- What needs to be done -
Please copy out, without any changes, the part of the data below that opens with the line containing "Target: window frame" and runs to the end of the data.

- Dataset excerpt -
● ● ● ● ●
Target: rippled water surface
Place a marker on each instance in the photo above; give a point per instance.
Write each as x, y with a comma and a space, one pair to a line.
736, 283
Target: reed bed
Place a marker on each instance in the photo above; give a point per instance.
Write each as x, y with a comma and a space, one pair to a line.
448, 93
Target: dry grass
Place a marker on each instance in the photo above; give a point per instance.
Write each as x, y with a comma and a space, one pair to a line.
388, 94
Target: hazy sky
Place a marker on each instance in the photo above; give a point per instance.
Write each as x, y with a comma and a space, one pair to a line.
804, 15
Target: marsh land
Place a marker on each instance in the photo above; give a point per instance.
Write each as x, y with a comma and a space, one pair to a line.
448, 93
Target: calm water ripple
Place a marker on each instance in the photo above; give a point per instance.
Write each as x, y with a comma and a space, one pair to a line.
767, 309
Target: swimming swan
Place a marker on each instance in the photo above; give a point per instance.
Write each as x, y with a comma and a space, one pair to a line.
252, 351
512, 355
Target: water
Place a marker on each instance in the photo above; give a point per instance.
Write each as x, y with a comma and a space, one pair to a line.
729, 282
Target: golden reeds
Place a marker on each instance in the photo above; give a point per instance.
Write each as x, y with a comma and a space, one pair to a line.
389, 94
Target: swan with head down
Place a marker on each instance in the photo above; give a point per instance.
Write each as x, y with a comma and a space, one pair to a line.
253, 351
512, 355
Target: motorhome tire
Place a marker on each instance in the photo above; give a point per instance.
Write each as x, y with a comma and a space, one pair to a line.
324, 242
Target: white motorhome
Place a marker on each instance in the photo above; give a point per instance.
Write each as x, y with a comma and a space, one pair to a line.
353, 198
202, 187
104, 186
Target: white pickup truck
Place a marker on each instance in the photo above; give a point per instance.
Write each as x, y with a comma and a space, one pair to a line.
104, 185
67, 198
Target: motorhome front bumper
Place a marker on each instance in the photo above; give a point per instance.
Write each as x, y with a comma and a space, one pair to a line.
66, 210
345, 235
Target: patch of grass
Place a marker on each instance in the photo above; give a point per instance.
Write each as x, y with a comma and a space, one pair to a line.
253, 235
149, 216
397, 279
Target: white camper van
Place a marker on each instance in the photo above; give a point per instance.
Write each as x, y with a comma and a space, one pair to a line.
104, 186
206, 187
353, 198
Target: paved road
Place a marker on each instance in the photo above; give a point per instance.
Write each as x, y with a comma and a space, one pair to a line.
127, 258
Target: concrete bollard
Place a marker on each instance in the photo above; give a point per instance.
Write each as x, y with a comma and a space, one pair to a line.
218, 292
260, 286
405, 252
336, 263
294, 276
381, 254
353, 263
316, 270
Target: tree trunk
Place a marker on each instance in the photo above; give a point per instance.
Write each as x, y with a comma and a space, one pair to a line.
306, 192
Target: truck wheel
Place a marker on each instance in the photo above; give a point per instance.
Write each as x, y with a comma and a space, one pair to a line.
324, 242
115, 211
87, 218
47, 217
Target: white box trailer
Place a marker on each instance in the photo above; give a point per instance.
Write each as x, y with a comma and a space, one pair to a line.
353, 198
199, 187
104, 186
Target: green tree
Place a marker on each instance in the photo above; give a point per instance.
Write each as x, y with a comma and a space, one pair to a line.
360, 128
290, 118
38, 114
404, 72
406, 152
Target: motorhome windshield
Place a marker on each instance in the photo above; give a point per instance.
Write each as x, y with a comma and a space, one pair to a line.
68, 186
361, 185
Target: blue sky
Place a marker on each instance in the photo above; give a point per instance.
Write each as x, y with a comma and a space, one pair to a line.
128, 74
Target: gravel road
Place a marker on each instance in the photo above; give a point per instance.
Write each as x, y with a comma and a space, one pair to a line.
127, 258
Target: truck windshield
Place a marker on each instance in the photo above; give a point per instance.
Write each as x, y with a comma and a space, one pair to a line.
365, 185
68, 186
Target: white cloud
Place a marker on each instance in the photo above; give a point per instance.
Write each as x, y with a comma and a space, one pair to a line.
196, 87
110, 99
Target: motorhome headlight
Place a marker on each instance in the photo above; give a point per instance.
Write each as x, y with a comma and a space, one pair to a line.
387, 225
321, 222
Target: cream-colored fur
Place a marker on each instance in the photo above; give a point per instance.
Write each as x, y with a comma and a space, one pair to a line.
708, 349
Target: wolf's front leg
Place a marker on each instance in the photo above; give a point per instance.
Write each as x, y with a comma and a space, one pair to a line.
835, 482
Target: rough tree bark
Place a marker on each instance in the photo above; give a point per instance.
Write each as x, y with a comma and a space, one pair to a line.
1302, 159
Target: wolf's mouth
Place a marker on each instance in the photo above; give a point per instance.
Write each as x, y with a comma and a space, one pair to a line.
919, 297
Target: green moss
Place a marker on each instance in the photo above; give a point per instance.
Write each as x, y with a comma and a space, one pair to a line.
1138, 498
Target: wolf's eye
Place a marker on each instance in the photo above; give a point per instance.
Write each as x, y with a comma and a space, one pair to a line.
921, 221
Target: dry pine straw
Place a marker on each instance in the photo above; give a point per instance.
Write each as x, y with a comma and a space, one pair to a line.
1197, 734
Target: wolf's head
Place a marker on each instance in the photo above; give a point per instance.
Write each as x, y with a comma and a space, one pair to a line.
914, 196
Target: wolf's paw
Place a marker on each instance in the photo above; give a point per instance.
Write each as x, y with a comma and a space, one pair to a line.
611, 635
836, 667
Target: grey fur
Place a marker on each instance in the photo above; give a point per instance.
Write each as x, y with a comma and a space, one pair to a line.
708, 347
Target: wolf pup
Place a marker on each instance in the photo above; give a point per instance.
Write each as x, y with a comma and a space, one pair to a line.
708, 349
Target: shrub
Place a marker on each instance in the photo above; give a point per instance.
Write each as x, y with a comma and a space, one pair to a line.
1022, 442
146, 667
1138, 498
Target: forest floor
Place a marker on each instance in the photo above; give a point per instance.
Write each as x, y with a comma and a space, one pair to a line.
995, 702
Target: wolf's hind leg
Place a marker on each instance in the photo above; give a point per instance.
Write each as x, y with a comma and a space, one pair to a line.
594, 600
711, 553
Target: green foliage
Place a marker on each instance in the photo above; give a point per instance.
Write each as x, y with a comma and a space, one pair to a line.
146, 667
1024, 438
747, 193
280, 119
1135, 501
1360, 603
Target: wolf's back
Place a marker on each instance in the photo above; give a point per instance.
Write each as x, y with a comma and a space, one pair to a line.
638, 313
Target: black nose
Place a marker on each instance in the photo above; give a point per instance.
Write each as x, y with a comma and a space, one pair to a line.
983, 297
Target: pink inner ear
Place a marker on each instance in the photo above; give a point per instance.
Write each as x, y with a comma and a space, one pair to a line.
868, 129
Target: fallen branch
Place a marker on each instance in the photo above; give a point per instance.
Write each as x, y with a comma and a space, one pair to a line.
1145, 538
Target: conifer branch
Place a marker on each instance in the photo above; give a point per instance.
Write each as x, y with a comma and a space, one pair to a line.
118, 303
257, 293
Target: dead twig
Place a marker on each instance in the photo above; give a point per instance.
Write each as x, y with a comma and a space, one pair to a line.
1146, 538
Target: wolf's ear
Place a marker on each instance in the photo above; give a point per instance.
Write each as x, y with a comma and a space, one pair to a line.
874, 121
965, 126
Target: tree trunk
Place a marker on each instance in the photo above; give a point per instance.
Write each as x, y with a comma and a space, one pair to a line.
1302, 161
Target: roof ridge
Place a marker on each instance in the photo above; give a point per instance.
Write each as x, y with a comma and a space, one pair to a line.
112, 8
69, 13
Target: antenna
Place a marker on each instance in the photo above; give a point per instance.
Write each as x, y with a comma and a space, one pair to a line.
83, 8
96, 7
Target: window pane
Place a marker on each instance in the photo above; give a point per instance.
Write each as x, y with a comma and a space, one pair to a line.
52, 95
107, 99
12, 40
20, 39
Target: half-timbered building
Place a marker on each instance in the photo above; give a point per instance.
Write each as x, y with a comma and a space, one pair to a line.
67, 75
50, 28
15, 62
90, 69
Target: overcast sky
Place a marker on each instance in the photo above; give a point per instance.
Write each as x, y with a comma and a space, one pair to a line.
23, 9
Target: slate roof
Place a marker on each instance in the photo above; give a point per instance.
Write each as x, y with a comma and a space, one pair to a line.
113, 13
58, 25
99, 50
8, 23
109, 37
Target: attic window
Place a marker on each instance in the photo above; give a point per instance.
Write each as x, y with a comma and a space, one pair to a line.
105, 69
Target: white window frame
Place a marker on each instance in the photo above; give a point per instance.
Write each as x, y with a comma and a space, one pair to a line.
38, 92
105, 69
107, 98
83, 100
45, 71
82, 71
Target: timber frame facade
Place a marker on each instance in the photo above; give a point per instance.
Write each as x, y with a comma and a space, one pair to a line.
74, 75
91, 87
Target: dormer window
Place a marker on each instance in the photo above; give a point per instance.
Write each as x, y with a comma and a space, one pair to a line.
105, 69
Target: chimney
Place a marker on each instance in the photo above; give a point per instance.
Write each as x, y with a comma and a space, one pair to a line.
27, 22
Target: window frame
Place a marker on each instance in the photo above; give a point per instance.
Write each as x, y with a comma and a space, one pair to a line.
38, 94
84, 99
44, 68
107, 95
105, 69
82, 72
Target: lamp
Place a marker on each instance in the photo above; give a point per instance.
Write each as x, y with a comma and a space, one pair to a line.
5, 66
● ● ● ● ●
- Output of the task -
Target: window frame
Place a marker on each instance in the photo above; give a point per instance.
Write each as x, y with a comma and a space, one pair to a line.
38, 94
84, 99
44, 68
107, 95
105, 69
82, 72
Target: lamp
Place a marker on each instance in the photo above; give a point per instance.
Write each as x, y with a comma and a space, one pair to a line.
5, 66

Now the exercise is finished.